[Lines of data]
══════

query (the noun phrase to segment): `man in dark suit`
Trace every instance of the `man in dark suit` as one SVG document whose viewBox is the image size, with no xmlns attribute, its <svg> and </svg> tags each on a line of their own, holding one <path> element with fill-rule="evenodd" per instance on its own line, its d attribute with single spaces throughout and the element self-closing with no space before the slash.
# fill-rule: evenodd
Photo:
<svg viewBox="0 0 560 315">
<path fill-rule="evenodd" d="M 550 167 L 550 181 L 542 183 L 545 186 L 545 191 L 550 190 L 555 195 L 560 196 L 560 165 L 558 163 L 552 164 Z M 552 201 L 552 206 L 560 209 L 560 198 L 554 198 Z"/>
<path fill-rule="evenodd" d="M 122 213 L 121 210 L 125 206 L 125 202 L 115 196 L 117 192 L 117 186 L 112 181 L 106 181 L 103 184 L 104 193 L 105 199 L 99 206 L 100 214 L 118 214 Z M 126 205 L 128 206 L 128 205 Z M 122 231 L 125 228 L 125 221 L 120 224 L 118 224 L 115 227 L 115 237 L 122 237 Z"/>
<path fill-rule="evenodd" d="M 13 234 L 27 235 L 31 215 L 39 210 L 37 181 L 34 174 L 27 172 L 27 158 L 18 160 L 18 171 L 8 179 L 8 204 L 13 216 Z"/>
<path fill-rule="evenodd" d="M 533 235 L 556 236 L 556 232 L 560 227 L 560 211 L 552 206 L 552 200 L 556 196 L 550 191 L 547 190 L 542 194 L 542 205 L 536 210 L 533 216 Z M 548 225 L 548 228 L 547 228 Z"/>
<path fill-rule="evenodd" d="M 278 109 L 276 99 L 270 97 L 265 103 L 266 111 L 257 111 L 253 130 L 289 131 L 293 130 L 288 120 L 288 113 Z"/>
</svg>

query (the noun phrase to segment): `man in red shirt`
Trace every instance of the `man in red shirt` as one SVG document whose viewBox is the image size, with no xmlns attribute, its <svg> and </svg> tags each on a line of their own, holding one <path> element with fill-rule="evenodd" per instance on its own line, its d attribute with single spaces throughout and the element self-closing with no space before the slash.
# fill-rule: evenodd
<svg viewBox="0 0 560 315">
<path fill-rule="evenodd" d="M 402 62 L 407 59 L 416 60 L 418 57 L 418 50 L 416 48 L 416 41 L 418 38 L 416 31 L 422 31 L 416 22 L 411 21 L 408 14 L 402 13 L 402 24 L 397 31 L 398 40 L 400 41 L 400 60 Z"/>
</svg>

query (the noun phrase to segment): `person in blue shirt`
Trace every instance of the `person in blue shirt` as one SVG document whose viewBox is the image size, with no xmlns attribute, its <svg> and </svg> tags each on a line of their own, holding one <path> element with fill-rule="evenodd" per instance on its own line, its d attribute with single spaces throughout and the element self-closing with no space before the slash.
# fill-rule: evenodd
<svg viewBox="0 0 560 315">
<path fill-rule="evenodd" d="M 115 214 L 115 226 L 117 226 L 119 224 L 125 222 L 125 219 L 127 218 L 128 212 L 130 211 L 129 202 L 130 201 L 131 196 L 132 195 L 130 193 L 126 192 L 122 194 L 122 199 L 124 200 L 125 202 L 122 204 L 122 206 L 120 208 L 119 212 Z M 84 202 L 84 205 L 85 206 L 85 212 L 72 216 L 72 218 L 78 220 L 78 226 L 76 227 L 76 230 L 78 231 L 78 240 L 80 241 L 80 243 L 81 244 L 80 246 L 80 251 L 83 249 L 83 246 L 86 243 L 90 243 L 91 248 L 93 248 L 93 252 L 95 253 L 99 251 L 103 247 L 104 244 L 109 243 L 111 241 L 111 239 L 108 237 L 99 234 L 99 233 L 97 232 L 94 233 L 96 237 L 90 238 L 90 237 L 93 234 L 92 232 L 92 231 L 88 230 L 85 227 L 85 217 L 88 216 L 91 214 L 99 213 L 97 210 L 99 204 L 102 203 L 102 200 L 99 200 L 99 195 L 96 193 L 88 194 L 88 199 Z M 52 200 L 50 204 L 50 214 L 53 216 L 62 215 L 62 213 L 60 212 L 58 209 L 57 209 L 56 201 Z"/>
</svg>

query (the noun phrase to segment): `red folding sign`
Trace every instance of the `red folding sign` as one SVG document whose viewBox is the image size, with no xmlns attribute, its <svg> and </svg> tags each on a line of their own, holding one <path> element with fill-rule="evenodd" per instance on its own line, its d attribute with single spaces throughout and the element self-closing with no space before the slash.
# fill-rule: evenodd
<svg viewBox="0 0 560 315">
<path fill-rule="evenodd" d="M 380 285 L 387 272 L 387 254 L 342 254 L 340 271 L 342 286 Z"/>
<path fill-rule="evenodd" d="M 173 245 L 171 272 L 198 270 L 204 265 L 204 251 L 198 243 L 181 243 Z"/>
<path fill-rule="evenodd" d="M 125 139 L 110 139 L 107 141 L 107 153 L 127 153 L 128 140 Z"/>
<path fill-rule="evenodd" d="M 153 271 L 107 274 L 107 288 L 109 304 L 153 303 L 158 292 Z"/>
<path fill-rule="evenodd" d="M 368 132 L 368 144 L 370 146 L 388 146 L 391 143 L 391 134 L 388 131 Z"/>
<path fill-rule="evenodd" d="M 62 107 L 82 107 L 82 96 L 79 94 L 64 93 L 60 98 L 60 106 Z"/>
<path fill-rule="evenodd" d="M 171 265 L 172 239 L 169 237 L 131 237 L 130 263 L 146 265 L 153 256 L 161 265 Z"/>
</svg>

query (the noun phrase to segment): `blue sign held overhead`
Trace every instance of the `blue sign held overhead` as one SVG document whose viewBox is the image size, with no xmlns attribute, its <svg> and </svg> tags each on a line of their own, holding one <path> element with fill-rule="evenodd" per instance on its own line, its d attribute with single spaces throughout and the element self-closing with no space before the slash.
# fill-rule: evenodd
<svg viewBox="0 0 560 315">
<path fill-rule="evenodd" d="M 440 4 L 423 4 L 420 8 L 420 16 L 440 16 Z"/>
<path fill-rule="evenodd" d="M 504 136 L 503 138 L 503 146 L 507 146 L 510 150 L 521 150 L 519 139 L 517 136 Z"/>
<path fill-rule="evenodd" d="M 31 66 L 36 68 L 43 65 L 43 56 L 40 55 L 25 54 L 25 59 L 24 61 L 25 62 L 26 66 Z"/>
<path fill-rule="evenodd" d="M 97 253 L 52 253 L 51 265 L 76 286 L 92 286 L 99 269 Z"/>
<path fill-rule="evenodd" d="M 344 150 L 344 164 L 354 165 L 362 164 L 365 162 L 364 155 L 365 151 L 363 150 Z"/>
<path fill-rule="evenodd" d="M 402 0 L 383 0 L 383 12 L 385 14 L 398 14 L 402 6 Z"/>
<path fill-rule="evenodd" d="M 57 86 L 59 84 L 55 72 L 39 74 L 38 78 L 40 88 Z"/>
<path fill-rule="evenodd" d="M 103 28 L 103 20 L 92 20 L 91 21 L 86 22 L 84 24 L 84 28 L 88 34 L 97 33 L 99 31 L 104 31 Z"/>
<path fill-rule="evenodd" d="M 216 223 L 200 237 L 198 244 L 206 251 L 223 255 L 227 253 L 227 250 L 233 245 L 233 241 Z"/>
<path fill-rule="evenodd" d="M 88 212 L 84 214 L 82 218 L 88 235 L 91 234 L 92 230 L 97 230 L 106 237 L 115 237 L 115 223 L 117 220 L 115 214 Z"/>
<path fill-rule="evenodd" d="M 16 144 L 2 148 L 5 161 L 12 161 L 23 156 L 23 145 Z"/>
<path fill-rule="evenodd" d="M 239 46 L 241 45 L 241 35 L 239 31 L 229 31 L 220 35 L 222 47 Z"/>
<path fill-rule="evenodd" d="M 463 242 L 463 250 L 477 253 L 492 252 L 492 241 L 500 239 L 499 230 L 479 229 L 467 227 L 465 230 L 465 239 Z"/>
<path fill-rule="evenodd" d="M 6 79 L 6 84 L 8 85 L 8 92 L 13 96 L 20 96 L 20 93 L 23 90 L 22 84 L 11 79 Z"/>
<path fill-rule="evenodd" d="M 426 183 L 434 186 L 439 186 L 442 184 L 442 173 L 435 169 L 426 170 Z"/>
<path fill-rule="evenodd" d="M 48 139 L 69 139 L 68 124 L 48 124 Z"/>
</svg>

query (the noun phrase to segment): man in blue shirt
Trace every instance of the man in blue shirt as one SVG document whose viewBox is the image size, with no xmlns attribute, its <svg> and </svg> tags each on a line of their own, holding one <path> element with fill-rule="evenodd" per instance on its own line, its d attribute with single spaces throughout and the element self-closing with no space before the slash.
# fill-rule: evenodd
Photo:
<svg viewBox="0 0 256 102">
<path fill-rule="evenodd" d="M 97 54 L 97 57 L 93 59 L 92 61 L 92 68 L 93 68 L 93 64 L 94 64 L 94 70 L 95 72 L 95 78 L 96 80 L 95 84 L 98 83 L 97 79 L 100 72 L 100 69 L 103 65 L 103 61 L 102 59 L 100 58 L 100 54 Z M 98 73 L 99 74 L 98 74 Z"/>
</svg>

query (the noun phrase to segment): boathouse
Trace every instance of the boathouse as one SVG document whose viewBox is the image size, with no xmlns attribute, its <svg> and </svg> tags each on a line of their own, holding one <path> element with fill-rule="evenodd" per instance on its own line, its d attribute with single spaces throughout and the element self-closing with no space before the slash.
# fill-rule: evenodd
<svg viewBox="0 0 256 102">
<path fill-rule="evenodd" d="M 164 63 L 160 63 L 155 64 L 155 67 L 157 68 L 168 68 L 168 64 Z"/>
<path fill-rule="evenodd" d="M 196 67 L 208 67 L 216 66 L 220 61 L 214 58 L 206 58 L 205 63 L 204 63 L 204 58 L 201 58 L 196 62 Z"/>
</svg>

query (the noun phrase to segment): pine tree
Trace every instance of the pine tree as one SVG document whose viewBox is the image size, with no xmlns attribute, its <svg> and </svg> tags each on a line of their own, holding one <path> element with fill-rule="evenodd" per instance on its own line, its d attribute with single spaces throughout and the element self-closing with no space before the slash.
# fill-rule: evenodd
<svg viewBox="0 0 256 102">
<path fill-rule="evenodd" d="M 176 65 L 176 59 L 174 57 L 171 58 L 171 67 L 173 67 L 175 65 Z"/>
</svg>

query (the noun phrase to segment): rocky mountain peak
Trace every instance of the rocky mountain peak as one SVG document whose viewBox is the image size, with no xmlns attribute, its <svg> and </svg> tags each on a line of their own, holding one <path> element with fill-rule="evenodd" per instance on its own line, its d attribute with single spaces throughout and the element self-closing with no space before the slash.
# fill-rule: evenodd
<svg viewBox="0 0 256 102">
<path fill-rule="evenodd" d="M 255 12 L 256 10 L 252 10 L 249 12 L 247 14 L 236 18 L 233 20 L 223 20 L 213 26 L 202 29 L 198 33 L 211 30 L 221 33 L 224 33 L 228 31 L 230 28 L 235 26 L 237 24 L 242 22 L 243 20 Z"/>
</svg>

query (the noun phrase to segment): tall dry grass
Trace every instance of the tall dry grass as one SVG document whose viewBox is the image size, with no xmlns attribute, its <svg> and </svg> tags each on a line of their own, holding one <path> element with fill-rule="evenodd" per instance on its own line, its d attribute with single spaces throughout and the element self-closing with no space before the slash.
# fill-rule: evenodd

══════

EXERCISE GOAL
Look above for the line that holds "query (the noun phrase to segment): rocky", then copy it and each line after it exactly, through the last line of the data.

SOLUTION BELOW
query (the noun phrase to segment): rocky mountain peak
Trace every instance of the rocky mountain peak as one SVG document whose viewBox is the image size, with no xmlns attribute, its <svg> and </svg> tags each on a line of their own, holding one <path> element with fill-rule="evenodd" per instance on its own line, its d attribute with single spaces throughout and the element self-closing with no space before the slash.
# fill-rule: evenodd
<svg viewBox="0 0 256 102">
<path fill-rule="evenodd" d="M 255 12 L 256 10 L 252 10 L 249 12 L 247 14 L 236 18 L 233 20 L 223 20 L 213 26 L 202 29 L 198 33 L 211 30 L 221 33 L 224 33 L 228 31 L 230 28 L 235 26 L 237 24 L 242 22 L 243 20 Z"/>
</svg>

query (the noun phrase to segment): tall dry grass
Trace every instance of the tall dry grass as one SVG document whose viewBox is the image size, with no xmlns attribute, its <svg> and </svg> tags each on a line of their own, holding one <path> element with fill-rule="evenodd" per instance on its own line, its d attribute with single spaces throughout and the element self-closing with no space before the slash.
# fill-rule: evenodd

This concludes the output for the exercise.